(Beginning of The records)
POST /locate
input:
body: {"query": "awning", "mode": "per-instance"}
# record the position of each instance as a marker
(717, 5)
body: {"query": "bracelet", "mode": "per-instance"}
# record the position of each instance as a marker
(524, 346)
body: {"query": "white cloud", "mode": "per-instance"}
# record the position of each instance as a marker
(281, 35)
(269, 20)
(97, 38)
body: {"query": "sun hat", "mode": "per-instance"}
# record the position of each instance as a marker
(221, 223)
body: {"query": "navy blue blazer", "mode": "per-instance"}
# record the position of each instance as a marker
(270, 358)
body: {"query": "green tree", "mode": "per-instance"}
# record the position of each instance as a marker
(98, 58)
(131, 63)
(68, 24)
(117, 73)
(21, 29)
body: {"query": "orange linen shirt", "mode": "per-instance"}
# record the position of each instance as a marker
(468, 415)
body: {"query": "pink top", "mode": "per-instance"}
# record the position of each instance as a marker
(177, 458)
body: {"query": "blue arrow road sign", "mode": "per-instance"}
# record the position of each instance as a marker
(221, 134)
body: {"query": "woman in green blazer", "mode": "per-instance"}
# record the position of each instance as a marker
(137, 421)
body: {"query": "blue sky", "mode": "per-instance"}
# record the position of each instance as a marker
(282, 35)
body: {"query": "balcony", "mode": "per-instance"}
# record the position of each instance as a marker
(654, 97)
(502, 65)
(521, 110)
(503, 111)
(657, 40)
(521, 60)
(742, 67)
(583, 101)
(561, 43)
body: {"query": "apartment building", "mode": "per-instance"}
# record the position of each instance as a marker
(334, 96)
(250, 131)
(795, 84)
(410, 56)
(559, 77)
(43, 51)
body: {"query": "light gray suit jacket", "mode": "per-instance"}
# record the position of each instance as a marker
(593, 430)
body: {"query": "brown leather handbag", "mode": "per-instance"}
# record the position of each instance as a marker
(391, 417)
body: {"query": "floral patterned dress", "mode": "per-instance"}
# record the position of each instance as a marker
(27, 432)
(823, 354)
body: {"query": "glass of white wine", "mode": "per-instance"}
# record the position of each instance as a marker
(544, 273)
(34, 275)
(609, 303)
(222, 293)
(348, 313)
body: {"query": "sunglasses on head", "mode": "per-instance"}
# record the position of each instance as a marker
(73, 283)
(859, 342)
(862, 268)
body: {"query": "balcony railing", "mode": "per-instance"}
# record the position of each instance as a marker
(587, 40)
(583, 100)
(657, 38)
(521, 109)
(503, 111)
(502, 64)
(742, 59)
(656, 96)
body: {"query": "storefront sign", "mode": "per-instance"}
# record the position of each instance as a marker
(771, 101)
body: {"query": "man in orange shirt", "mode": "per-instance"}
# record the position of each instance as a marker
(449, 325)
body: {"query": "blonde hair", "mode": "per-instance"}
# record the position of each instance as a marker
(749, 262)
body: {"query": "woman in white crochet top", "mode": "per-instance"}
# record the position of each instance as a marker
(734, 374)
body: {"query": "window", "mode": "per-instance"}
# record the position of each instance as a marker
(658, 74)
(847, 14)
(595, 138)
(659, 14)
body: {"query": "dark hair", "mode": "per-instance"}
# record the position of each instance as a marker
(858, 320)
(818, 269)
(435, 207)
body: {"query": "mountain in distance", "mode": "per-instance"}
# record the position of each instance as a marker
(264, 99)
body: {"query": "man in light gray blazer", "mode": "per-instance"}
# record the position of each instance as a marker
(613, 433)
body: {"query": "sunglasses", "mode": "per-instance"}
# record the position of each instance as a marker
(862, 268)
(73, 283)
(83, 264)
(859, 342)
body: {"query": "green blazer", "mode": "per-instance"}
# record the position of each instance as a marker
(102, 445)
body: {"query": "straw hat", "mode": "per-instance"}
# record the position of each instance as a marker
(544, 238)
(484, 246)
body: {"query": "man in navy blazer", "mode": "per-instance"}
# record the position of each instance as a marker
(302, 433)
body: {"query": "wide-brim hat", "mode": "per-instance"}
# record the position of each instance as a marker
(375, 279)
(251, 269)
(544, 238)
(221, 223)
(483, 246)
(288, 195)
(End of The records)
• Instructions for the task
Print out all the entries precisely as written.

• Task solution
POST /locate
input:
body: {"query": "awning", "mode": "per-instance"}
# record the position of each instance as a marker
(717, 5)
body: {"query": "bracelet", "mode": "per-instance"}
# record the position of each instance as a marker
(524, 346)
body: {"query": "white cloud", "mode": "per-instance"}
# record the position of each instance as a marker
(281, 35)
(269, 20)
(97, 38)
body: {"query": "sun hat", "mode": "per-instance"}
# record the position of each instance as a marker
(221, 223)
body: {"query": "navy blue blazer", "mode": "per-instance"}
# record the position of each instance as a marker
(270, 358)
body: {"query": "green tree", "mode": "per-instance"}
# record the position of each instance as a marker
(98, 58)
(131, 63)
(68, 24)
(117, 73)
(21, 29)
body: {"query": "orange linen shirt", "mode": "per-instance"}
# record the position of each instance as a marker
(468, 415)
body: {"query": "pink top", "mode": "per-instance"}
# record the position of each instance as a marker
(177, 458)
body: {"query": "blue arrow road sign", "mode": "per-instance"}
# record the position of each instance as a marker
(221, 134)
body: {"query": "woman in green blazer", "mode": "per-instance"}
# record the position of each instance as a marker
(137, 421)
body: {"query": "blue sky", "mode": "per-instance"}
# record the position of each instance as a marker
(282, 35)
body: {"query": "balcony", "mode": "per-instance"}
# record the position of each instance as a marker
(654, 97)
(502, 65)
(521, 110)
(503, 111)
(657, 40)
(521, 60)
(742, 67)
(583, 101)
(561, 43)
body: {"query": "apartment building", "mode": "per-instance"}
# record the position of each instance as a marker
(334, 96)
(250, 131)
(795, 84)
(410, 56)
(559, 77)
(43, 51)
body: {"query": "light gray suit jacket", "mode": "per-instance"}
# record the position of each instance as a marker
(593, 430)
body: {"query": "brown leather handbag", "mode": "per-instance"}
# record the position of each instance as a marker
(391, 417)
body: {"query": "floral patterned dress", "mode": "per-instance"}
# record the position of each instance as a marker
(27, 432)
(823, 354)
body: {"query": "glass of white wine", "mode": "per-instance"}
# record the position of each instance as a marker
(544, 273)
(34, 275)
(609, 303)
(222, 293)
(348, 313)
body: {"query": "sunglasses on head", "mode": "per-instance"}
# record the position of each instance as a marker
(73, 283)
(859, 342)
(862, 268)
body: {"query": "balcony railing", "mode": "per-instance"}
# record the position of each instance as a marker
(587, 40)
(583, 100)
(657, 38)
(521, 109)
(503, 111)
(502, 64)
(742, 59)
(656, 96)
body: {"query": "storefront sign", "mode": "per-instance"}
# record the position of each instance as a marker
(771, 101)
body: {"query": "man in orange shirt", "mode": "per-instance"}
# record the position of each instance as a marker
(449, 325)
body: {"query": "blonde hair", "mode": "per-instance"}
# record the position of each instance as a marker
(749, 262)
body: {"query": "woman in white crochet top", "mode": "per-instance"}
# record the position of each instance as a marker
(734, 374)
body: {"query": "window", "mode": "per-instance"}
# record the position of each instance as a marker
(658, 74)
(847, 14)
(595, 138)
(659, 14)
body: {"query": "dark hair", "mode": "per-instance"}
# record the position of each instance as a marker
(858, 320)
(818, 269)
(435, 207)
body: {"query": "mountain in distance", "mode": "per-instance"}
# record the position of each instance as a marker
(264, 99)
body: {"query": "man in light gray blazer", "mode": "per-instance"}
# record the position of each instance as a marker
(613, 433)
body: {"query": "sunglasses", "mode": "per-instance"}
# record the position of each instance as a marker
(862, 268)
(73, 283)
(83, 264)
(859, 342)
body: {"query": "green blazer", "mode": "per-instance"}
# record the position of each instance as a marker
(102, 445)
body: {"query": "straw hat", "mode": "per-instance"}
# record the position of each instance as a marker
(544, 238)
(484, 246)
body: {"query": "man in navy blazer", "mode": "per-instance"}
# record the position of each instance as a marker
(302, 433)
body: {"query": "wide-brim hat", "mode": "per-instance"}
# record the position of each instance as a marker
(375, 279)
(251, 269)
(544, 238)
(221, 223)
(483, 246)
(288, 195)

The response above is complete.